• Your instructions
Reproduce the passage of the CSV enrichment guide verbatim, from "6. The user's" up to and including "data, if needed.".
--- BEGIN Document text ---
Enrich CSV with AI-Generated Columns

How to Use This Prompt

This prompt is called with two parameters:

  1. Enrichment directive (required): Description of the new column to add (e.g., "estimated GDP 2025", "population in millions", "capital city")
  2. Filter (optional): Description of which rows to process (e.g., "European countries only", "countries with population > 50M")

When this prompt is invoked, Zo will:

  1. Read a handful of rows from the CSV to understand the current schema
  2. Generate a Python script tailored to your specific CSV and enrichment request
  3. The script will prepare the CSV by adding any new columns before processing begins
  4. Execute the script to process the CSV in batches, making sub-API requests to get structured output for each row
  5. The Python script will write the enriched data back to the CSV immediately as each API call completes (not in one big transaction at the end)
  6. The user's enrichment directive may be either very simple or very detailed, specifying specific tools to use etc. When translating their ask from a chat into the script, you are free to reword their initial query for clarity and completeness into the API prompt, but never omit any special requests that they included in their original ask. Your job is to write the best possible prompt into the script for the API request to fulfill the user's original intent with quality and accuracy. Each API request will only process one row at a time and will as a Zo sub-agent to return the requested data, after using any of the tools and capabilities that Zo has access to on this host. You can include specific instructions in the prompt to guide the API on how to get the data, if needed.

Example usage:

  • "Enrich this CSV with 'estimated GDP 2025'"
  • "Enrich this CSV with 'official language' for European countries only"
  • "Add a column for 'capital city population' filtering to Asian countries"

How to Invoke This Prompt

To use this prompt, open a CSV file in your workspace and invoke it in chat:

  1. Simple enrichment (no filter):

    • Type / in chat to see available prompts
    • Select "enrich-csv" or type enrich-csv
    • Follow with your directive: "Add a 'capital city' column"
--- END Document text ---
--- BEGIN Information shown ---
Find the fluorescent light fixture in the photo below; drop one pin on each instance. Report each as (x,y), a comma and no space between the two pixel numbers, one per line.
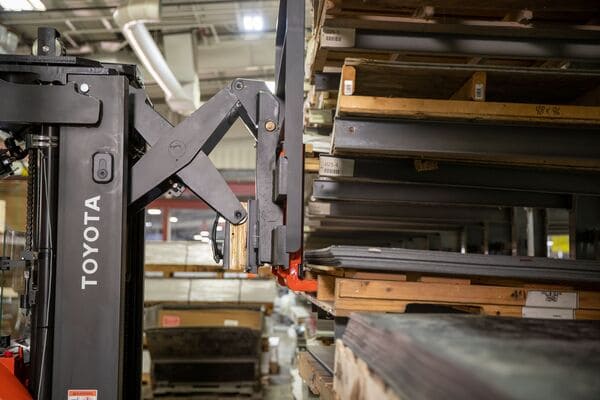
(22,5)
(253,23)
--- END Information shown ---
• Response to the task
6. The user's enrichment directive may be either very simple or very detailed, specifying specific tools to use etc. When translating their ask from a chat into the script, you are free to reword their initial query for clarity and completeness into the API prompt, but never omit any special requests that they included in their original ask. Your job is to write the best possible prompt into the script for the API request to fulfill the user's original intent with quality and accuracy. Each API request will only process one row at a time and will as a Zo sub-agent to return the requested data, after using any of the tools and capabilities that Zo has access to on this host. You can include specific instructions in the prompt to guide the API on how to get the data, if needed.